WHAT TO DO. Although the entries hold pictures, only their words are printed back, exactly as given.
EXERCISE INPUTS below:
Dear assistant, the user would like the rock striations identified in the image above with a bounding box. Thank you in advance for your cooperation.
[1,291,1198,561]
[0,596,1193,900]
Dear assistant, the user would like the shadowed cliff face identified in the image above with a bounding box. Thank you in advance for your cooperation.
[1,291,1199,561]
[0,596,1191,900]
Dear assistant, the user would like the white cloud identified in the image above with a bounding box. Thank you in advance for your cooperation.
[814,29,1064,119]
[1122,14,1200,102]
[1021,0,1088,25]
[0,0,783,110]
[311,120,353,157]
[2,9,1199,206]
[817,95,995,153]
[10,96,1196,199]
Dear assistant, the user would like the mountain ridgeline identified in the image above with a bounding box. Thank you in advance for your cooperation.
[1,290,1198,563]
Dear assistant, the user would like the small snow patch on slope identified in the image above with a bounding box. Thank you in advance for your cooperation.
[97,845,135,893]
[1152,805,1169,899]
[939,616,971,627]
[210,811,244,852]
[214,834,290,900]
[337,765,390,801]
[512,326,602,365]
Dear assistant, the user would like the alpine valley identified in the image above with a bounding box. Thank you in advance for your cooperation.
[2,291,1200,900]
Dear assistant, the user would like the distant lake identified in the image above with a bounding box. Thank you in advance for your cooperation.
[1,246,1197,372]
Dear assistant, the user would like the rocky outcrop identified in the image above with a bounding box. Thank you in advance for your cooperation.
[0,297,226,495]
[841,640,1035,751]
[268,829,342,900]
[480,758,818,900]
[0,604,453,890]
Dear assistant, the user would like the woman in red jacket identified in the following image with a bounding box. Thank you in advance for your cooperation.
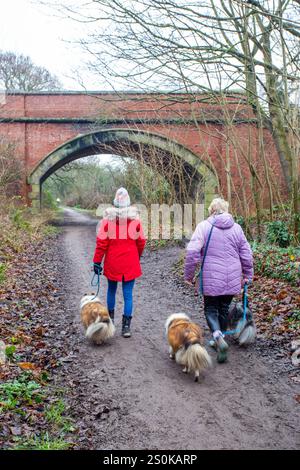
[93,188,146,337]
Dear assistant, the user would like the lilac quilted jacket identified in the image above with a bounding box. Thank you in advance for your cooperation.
[184,213,253,296]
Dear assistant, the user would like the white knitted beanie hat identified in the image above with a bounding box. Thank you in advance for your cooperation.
[113,187,131,208]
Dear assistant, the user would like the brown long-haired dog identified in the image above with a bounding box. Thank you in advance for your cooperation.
[80,295,115,345]
[165,313,212,382]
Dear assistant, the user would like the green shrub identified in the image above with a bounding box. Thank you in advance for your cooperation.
[0,376,44,412]
[252,242,300,285]
[10,208,31,231]
[266,220,291,247]
[42,190,58,210]
[0,262,6,284]
[235,215,246,230]
[5,344,16,360]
End of EXERCISE INPUTS.
WORKED SOLUTION.
Dear assistant, the user would like the rock striations identified in the image above with a bounding box. Thank you in advance for your cooperation.
[1,291,1198,561]
[0,596,1193,900]
Dear assistant, the user would like the shadowed cliff face identified in the image above with a bounding box. Thank you in advance for your cooperation.
[1,291,1199,561]
[0,596,1191,900]
Dear assistant, the user would like the white cloud identified in the image above with a bounding box. Thank you in advance for your cooperation.
[814,29,1064,119]
[1122,14,1200,102]
[1021,0,1088,25]
[0,0,783,110]
[311,120,353,157]
[2,9,1199,206]
[817,95,995,153]
[10,96,1196,199]
Dear assistant, the user would like the mountain ridgeline identified in the image above with a bounding box. Thank you in advance for your cooperation.
[1,290,1198,563]
Dear assistant, the user would like the small snow patch on slope identified in the image above with a bounding box. Thank you in advance for your cooperation.
[97,845,135,893]
[1152,805,1169,899]
[939,616,971,627]
[210,811,244,852]
[214,834,290,900]
[337,765,390,801]
[512,326,602,365]
Dear assistant, the user would like the alpine valley identified in the image above with a bounding box. Thank you in advance for your cooperation.
[2,291,1200,900]
Dear assistant, the user would like the distant lake identified in the image above with a bounding box. Thank you in advance for your cooperation.
[1,246,1197,372]
Dear assistant, the user would like the rocky outcrop identified in the image above with a bounding box. Thank you in advance for your cooperation.
[0,297,226,495]
[841,640,1035,751]
[268,829,342,900]
[480,758,818,900]
[0,604,453,890]
Dear assistant, the user would like the woman in red jacket identified in the following image with a bounding box. Thank you in advance for your cooperation.
[93,188,146,337]
Dear assistant, the user would like the lilac quilted jacket identified in the image above with a bounding box. Thank you in advance for your cooperation.
[184,213,253,296]
Dear assistant, the user would like the white knitted beanie hat identified in the image above with a bounding box. Thank you in advance for your cooperation.
[113,187,131,208]
Dear assistant, the user would like the brown long-haired dog identified in the image above with a bounding box. Thank you in advance for your cooperation.
[80,295,115,345]
[165,313,212,382]
Dear assistant, the user would like the green shrub identified in the image above with a bounding box. Thank you in advance for your cooperation.
[0,376,44,412]
[252,242,300,285]
[10,208,31,231]
[266,220,291,247]
[42,190,58,210]
[0,262,6,284]
[235,215,246,230]
[5,344,16,360]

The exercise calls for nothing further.